Document segment:
• • • • • • •
Tracking Down Hepatitis C
Published on 07 October 2014
Philip Wenger, Pharm.D., BCPS, spends a significant amount of time behind bars. When the associate professor of pharmacy practice at St. Louis College of Pharmacy is not teaching in class, he’s working at the Buzz Westfall Justice Center in Clayton, Mo. There, he helps manage medication for more than 1,200 inmates inside the St. Louis County jail.
Wenger recently published research which found that nearly one in every six inmates in the St. Louis County jail (16.4 percent) is infected with the hepatitis C virus. The infection rate is much higher than the general population estimate of 1 to 2 percent. In prison, the number of infected inmates jumps to as much as 40 percent.
• • • • • • •
Provided data:
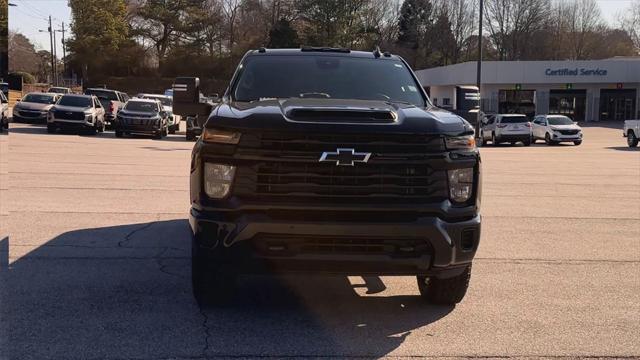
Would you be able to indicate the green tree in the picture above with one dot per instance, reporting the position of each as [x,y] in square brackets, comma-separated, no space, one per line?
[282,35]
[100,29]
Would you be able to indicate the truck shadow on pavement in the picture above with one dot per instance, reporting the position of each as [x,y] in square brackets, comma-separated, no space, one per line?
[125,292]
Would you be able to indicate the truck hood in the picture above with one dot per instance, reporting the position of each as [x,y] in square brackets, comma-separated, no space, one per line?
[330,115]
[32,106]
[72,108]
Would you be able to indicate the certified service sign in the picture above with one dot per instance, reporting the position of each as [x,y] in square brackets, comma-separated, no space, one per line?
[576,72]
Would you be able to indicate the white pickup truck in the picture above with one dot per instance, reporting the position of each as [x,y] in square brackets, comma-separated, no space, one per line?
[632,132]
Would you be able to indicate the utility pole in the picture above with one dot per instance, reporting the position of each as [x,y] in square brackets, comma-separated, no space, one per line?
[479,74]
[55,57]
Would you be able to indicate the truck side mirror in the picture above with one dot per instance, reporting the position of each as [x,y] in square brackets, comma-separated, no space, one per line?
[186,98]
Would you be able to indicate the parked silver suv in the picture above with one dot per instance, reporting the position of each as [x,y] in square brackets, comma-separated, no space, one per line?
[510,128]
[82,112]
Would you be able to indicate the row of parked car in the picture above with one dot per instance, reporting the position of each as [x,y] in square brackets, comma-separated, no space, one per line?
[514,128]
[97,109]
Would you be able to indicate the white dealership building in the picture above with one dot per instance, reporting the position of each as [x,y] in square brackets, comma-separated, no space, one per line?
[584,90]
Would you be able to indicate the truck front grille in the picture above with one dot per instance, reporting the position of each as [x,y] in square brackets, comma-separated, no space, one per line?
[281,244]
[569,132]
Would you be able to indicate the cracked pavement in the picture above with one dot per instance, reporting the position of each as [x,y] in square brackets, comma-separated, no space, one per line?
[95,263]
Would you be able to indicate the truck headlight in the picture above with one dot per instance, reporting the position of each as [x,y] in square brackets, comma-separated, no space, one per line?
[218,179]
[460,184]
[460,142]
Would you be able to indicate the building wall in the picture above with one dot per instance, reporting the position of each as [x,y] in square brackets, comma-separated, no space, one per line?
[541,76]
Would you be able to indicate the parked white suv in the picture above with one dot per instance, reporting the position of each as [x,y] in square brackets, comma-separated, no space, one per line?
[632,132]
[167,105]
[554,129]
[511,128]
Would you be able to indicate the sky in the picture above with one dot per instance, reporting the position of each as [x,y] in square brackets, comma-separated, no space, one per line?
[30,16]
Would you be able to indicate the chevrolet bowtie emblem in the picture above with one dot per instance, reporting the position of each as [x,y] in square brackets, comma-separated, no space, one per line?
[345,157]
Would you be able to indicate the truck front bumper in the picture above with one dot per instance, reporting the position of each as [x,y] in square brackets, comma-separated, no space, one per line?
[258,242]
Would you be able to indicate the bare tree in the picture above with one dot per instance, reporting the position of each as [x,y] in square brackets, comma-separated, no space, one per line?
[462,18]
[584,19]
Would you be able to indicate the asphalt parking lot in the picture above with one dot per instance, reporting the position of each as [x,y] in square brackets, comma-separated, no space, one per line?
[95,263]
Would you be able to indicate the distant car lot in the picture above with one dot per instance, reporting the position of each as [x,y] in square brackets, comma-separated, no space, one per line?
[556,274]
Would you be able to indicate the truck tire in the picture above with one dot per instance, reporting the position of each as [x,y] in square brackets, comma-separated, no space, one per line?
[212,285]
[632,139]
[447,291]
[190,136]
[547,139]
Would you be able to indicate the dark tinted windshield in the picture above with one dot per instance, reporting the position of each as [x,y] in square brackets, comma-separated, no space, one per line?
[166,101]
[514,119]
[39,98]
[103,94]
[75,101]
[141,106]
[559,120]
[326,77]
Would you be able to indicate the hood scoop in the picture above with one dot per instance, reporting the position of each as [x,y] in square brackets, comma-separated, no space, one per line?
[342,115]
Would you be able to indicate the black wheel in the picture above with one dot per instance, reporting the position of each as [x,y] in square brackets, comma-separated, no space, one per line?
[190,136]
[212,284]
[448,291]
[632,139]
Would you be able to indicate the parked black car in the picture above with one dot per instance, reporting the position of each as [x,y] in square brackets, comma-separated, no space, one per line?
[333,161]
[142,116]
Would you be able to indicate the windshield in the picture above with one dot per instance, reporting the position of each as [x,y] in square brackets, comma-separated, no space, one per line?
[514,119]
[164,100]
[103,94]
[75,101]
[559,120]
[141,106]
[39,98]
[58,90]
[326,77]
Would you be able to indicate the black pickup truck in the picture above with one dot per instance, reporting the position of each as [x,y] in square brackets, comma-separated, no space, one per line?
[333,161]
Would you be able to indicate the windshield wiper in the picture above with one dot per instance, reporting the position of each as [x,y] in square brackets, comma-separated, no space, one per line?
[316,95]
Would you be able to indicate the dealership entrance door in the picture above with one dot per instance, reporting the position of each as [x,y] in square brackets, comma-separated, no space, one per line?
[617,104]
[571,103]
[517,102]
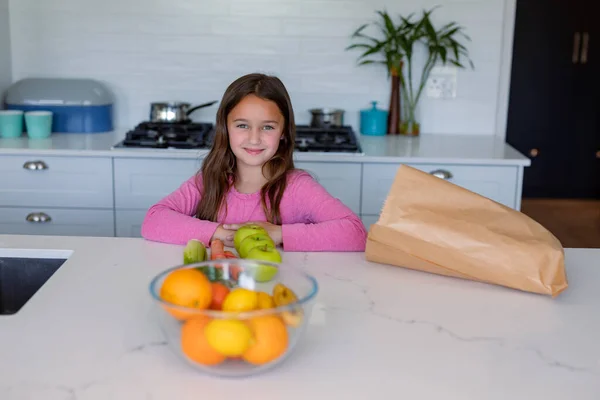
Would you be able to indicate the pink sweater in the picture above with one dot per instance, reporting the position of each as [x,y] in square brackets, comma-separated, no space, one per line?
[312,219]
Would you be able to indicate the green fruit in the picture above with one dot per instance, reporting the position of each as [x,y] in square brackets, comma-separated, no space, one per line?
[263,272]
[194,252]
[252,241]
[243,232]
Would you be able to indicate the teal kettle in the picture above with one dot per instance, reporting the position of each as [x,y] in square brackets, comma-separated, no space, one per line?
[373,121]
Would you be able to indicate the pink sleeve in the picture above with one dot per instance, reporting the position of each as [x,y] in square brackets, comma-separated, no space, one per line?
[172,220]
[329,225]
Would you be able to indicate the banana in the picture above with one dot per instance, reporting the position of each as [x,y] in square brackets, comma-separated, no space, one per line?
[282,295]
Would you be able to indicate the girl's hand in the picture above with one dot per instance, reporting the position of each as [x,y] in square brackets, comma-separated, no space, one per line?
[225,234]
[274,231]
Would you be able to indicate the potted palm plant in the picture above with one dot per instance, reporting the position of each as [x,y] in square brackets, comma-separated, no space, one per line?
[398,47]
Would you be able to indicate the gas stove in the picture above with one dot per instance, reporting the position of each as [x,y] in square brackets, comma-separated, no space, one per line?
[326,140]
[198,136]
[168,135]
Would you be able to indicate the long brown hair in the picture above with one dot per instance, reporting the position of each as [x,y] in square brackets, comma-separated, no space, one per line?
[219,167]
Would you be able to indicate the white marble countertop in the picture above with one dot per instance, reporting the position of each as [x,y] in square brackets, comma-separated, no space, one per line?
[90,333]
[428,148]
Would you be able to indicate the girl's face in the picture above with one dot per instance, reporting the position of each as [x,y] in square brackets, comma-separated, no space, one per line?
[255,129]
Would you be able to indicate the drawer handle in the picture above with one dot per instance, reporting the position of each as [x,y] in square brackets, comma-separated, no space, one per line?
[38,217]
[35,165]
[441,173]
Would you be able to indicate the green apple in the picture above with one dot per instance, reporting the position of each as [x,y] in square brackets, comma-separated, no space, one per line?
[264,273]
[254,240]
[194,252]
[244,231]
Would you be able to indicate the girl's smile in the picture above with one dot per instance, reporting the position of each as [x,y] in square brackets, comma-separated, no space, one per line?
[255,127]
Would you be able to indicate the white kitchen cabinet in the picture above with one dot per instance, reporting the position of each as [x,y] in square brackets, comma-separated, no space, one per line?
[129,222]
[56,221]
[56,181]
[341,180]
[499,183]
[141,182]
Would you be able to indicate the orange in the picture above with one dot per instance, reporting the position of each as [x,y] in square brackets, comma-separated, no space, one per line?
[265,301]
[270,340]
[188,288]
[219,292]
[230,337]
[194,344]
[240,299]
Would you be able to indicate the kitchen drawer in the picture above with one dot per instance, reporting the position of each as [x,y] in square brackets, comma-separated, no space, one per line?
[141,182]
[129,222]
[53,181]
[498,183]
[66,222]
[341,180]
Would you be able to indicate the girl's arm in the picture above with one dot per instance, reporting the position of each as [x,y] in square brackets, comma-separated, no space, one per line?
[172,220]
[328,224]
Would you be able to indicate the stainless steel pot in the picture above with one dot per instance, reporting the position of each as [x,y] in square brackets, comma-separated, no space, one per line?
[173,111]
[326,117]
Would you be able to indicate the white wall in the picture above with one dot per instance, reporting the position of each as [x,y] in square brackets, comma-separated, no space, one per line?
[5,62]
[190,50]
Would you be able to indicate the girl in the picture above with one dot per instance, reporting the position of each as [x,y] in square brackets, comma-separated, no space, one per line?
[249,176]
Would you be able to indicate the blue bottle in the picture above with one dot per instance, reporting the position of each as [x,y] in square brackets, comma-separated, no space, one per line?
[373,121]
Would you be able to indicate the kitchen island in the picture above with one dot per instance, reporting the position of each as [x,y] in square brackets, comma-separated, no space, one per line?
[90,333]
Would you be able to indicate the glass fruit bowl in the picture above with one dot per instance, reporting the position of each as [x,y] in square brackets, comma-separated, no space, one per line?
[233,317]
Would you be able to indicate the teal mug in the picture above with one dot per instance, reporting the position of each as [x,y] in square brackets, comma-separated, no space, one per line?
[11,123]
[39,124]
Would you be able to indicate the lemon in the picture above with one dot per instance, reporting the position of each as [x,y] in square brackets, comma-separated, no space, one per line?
• • • • • • •
Task item:
Reproduce the hepatitis C article at the top of the page word for word, from its title through its final sentence.

Solution to the problem:
Tracking Down Hepatitis C
Published on 07 October 2014
Philip Wenger, Pharm.D., BCPS, spends a significant amount of time behind bars. When the associate professor of pharmacy practice at St. Louis College of Pharmacy is not teaching in class, he’s working at the Buzz Westfall Justice Center in Clayton, Mo. There, he helps manage medication for more than 1,200 inmates inside the St. Louis County jail.
Wenger recently published research which found that nearly one in every six inmates in the St. Louis County jail (16.4 percent) is infected with the hepatitis C virus. The infection rate is much higher than the general population estimate of 1 to 2 percent. In prison, the number of infected inmates jumps to as much as 40 percent.